- **What to produce**:
Pick out every line in the rows below that contains the word "marble". Case counts.

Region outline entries
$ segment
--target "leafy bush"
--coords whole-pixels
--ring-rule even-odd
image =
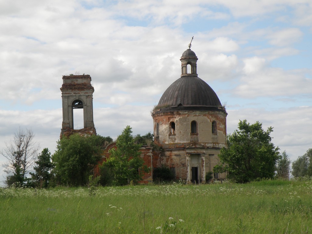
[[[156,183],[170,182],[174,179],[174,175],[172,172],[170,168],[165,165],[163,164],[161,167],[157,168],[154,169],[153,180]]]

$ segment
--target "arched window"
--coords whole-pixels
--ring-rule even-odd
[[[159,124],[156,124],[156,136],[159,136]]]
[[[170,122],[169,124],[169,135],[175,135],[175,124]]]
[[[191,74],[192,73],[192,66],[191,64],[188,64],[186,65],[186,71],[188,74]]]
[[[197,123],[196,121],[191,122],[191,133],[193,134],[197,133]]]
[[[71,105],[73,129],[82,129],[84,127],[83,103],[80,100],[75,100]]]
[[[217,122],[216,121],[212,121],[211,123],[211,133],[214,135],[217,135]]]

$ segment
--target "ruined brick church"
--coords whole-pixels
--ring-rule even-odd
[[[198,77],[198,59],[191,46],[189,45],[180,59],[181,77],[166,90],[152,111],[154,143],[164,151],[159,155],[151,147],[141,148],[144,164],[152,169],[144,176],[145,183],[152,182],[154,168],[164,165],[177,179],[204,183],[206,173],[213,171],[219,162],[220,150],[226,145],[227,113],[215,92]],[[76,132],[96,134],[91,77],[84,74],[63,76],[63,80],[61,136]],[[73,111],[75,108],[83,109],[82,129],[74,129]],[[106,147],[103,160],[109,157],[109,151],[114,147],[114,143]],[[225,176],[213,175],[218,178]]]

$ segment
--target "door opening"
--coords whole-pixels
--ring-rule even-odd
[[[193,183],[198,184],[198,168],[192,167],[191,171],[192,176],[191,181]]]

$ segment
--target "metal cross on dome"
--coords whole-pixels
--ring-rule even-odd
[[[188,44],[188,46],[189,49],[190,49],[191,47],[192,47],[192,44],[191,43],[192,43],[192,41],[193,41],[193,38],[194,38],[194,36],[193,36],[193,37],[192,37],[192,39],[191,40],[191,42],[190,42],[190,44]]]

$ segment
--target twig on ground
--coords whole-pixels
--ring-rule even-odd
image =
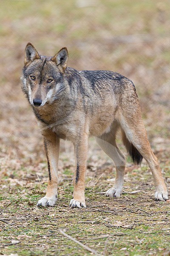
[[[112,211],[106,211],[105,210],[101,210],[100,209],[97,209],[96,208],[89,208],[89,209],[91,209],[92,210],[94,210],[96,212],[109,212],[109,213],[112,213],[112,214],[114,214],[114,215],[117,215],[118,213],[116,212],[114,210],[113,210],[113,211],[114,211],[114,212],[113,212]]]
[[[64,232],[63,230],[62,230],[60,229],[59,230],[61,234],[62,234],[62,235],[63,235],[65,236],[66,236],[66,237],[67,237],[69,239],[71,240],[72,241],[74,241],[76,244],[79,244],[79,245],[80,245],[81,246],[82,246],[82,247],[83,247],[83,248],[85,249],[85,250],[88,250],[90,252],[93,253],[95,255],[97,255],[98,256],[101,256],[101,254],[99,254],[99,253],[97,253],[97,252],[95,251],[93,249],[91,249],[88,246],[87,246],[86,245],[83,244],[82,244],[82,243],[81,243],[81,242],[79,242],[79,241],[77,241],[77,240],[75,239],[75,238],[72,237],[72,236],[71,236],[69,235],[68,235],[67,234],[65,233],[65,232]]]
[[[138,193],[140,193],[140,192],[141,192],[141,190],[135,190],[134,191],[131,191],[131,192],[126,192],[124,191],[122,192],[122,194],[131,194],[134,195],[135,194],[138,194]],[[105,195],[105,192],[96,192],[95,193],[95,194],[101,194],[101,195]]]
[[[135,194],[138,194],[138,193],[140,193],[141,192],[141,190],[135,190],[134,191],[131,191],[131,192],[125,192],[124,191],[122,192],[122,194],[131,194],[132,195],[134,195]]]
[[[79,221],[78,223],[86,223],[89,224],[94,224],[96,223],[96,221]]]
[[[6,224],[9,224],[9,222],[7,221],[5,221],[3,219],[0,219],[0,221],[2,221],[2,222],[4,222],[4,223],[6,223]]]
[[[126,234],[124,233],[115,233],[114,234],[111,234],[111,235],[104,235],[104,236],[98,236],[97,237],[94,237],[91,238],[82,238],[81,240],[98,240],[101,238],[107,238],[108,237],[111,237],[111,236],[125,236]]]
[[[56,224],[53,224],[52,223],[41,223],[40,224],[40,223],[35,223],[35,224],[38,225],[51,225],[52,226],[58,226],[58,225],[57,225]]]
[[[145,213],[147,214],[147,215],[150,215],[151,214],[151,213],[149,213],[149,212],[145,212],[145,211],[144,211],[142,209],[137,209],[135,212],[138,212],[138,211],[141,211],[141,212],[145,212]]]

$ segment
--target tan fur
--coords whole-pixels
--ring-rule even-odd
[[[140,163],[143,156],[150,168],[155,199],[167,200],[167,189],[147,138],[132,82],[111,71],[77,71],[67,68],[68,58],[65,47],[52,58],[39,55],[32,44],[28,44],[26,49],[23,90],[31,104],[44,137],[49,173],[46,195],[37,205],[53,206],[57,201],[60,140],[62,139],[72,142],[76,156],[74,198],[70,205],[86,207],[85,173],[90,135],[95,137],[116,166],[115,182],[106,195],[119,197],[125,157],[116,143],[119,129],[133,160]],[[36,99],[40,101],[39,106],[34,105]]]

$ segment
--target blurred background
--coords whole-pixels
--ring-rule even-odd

...

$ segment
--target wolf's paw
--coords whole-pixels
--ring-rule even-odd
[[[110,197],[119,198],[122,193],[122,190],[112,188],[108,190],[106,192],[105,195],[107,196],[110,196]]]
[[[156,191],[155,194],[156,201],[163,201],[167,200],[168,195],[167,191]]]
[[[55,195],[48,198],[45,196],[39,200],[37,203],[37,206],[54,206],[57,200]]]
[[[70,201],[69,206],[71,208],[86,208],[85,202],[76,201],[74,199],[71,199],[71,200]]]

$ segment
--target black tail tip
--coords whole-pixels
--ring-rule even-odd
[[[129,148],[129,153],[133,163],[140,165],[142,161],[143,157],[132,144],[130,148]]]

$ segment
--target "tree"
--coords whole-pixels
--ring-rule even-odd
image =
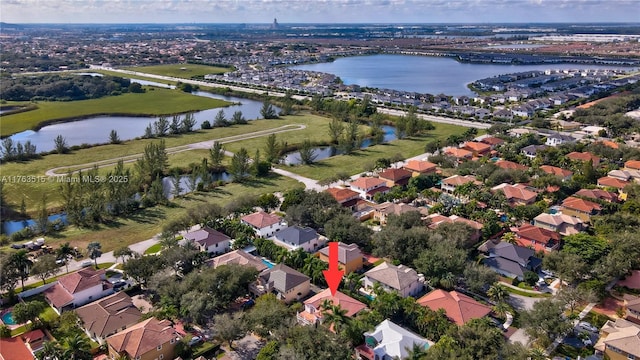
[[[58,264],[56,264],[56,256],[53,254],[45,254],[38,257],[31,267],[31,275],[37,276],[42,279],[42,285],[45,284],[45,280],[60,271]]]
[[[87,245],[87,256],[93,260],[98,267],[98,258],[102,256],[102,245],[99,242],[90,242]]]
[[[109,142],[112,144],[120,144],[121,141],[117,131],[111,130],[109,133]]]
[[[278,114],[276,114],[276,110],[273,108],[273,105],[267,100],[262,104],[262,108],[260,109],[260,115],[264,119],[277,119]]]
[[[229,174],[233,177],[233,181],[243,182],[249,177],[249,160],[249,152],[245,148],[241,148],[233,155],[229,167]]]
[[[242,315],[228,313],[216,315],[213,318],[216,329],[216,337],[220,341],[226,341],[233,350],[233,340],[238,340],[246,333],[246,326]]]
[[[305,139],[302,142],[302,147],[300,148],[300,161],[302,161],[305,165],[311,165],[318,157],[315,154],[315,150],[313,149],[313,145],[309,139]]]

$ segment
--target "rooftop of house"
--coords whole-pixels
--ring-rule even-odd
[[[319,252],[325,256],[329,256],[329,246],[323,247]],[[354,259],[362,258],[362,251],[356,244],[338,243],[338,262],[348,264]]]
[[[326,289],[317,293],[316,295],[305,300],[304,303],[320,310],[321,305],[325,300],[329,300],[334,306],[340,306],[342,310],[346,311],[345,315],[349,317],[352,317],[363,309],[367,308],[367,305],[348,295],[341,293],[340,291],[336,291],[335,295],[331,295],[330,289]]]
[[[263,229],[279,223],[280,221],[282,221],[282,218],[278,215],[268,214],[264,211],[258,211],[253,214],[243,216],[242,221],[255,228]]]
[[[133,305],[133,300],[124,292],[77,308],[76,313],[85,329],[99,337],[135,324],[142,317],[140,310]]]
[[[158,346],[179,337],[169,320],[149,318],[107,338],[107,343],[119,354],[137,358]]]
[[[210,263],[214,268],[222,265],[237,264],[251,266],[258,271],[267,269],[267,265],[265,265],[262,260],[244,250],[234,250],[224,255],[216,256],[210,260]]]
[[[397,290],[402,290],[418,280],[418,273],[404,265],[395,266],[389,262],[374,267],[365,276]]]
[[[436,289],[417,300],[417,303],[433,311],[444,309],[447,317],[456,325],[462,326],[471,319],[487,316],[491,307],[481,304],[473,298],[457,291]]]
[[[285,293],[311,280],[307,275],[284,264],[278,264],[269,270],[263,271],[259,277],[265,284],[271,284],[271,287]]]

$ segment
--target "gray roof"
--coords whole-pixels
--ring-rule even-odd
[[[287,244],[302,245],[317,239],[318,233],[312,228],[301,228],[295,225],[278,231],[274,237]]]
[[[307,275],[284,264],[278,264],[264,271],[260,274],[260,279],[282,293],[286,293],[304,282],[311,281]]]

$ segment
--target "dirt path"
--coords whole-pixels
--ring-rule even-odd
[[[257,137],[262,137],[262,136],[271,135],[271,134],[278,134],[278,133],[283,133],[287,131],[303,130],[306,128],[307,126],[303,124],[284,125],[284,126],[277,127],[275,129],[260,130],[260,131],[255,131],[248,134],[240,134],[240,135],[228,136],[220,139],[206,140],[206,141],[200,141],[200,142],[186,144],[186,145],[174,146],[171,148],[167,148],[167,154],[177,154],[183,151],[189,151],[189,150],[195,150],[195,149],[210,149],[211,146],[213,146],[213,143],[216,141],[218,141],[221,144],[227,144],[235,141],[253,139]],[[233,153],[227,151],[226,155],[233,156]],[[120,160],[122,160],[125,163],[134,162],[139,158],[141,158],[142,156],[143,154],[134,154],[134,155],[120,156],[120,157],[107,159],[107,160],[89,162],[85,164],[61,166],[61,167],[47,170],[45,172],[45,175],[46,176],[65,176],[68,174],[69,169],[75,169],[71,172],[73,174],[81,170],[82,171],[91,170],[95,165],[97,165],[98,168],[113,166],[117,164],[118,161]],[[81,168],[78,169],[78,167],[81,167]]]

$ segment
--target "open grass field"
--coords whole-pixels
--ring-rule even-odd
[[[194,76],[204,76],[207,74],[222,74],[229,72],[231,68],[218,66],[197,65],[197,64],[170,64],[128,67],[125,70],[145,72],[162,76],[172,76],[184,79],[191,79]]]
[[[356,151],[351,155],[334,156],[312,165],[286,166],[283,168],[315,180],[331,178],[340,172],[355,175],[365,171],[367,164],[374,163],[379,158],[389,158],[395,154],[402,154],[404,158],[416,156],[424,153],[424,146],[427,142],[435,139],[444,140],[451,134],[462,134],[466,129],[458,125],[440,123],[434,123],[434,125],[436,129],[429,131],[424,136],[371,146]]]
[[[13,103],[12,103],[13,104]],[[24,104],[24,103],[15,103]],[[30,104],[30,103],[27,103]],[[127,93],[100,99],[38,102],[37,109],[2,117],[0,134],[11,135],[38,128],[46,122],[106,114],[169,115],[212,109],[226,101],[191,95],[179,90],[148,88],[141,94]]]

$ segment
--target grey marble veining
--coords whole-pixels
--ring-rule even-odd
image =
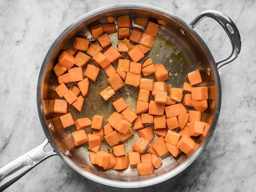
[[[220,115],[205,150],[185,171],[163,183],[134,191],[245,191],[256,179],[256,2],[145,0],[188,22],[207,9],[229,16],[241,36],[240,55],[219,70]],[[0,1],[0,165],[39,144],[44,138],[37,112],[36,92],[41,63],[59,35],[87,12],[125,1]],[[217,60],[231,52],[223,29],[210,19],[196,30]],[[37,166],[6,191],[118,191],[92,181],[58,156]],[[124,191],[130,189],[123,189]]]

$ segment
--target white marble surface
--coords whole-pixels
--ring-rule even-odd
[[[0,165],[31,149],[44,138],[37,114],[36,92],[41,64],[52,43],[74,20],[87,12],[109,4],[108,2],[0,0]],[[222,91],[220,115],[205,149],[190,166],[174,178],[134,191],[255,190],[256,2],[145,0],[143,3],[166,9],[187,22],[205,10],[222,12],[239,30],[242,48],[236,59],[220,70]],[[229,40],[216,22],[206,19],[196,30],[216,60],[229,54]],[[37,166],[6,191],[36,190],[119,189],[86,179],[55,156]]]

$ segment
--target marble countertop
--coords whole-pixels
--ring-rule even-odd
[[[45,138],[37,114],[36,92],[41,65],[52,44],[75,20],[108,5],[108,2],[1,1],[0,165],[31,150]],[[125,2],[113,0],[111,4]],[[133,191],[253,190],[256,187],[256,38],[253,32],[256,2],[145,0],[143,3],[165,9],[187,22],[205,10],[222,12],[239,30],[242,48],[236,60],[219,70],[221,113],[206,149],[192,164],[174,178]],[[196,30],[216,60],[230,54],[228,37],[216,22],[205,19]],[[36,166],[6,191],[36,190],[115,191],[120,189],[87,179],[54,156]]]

- **Solution**:
--target grey marble veining
--target white marble surface
--target marble countertop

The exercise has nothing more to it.